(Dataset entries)
========

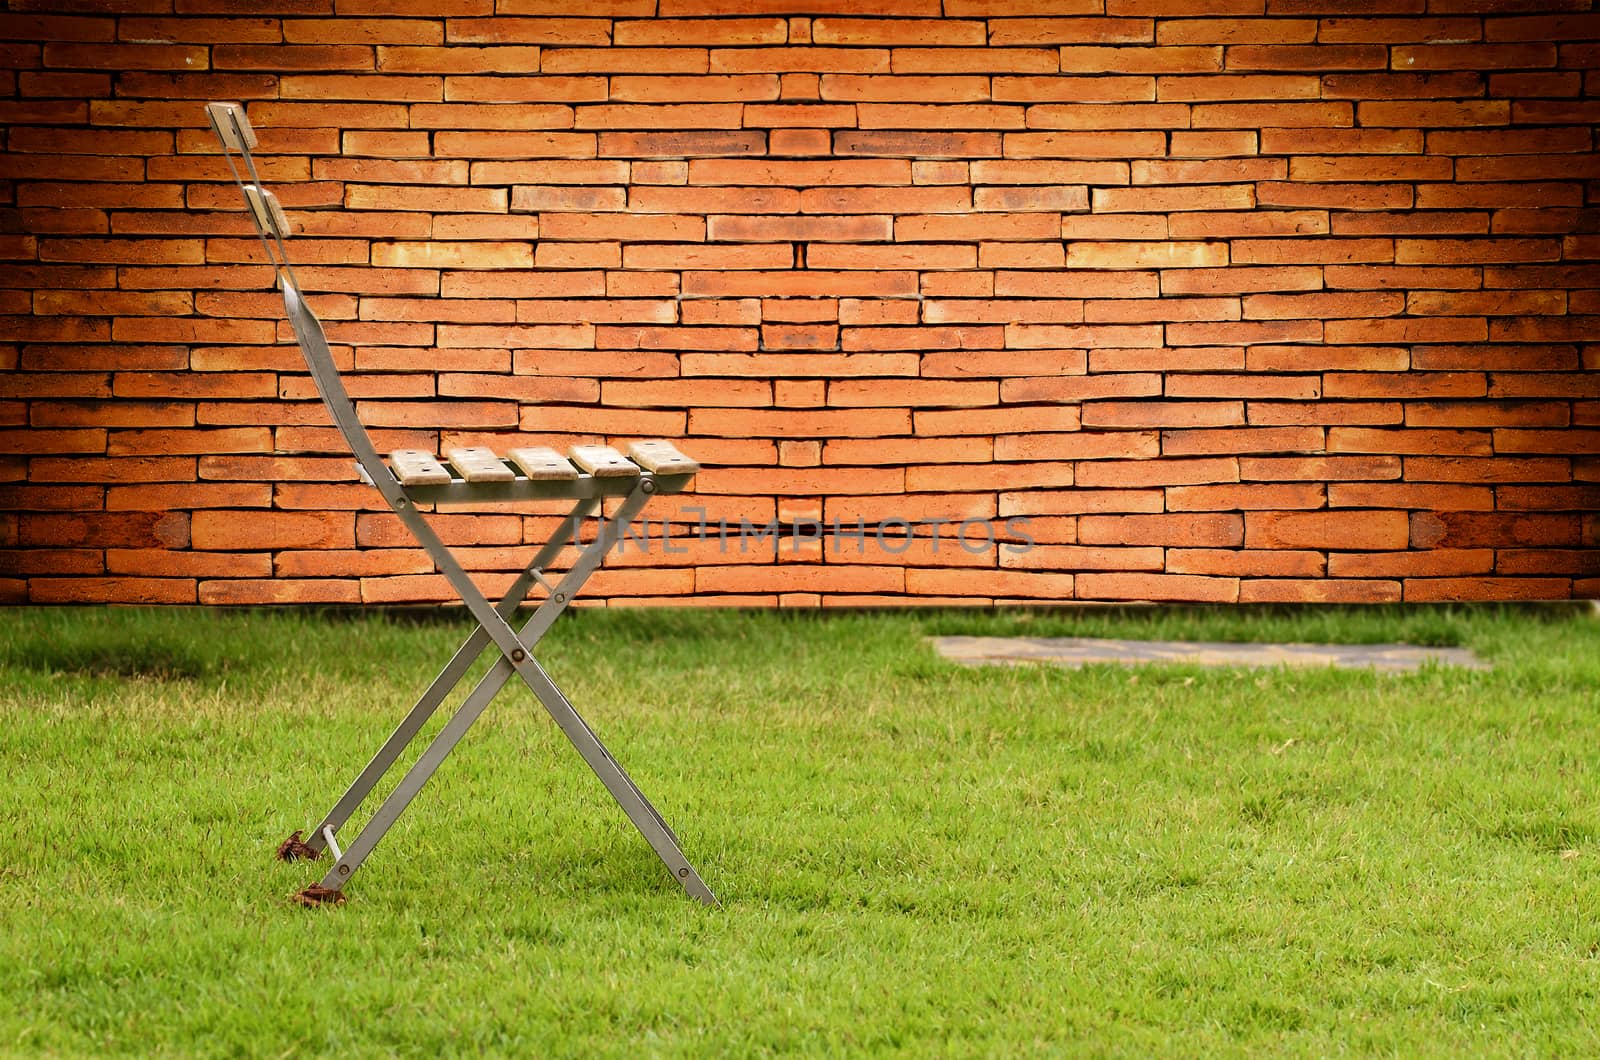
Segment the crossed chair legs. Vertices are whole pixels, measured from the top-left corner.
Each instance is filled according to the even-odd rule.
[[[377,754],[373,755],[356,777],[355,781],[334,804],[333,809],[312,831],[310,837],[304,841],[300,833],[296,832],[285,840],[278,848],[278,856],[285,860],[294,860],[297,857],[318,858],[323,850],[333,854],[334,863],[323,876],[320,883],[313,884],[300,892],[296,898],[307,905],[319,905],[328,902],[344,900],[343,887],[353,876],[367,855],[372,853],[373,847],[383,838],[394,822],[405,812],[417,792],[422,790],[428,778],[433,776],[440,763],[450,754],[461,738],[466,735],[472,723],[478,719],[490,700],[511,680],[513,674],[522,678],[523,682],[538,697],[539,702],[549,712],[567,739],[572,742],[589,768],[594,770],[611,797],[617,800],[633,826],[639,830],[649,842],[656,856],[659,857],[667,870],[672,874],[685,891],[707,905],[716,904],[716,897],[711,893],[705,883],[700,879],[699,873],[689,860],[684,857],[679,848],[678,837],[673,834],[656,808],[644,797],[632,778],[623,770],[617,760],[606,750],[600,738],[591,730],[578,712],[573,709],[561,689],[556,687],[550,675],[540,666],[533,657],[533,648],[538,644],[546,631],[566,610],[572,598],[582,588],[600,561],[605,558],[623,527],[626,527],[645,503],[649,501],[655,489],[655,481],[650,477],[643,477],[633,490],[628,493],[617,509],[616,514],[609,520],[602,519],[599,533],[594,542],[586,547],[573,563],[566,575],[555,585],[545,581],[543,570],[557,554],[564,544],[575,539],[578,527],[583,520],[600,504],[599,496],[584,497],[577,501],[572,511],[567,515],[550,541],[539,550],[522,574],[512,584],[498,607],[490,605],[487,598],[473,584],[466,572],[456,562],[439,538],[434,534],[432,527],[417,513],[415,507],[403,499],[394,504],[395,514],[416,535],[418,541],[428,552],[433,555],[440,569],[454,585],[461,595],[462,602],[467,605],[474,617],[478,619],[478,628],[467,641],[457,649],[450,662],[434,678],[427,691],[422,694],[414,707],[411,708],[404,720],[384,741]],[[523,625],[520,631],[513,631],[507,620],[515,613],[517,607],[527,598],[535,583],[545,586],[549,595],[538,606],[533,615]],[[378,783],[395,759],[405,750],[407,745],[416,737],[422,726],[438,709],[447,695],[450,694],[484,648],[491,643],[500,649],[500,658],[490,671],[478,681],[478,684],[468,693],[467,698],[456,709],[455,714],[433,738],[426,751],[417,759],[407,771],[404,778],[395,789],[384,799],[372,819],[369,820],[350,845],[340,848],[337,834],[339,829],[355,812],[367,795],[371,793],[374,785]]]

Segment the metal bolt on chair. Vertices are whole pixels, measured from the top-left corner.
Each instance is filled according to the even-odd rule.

========

*What is expected*.
The result should consist solely of the lines from the one that contains "Segment the metal" to the last line of the records above, reproduced exactly.

*Result of the task*.
Segment the metal bolt on chair. Vertices are whole pixels, measured from the top-left corner.
Each instance is filled according to the even-odd rule.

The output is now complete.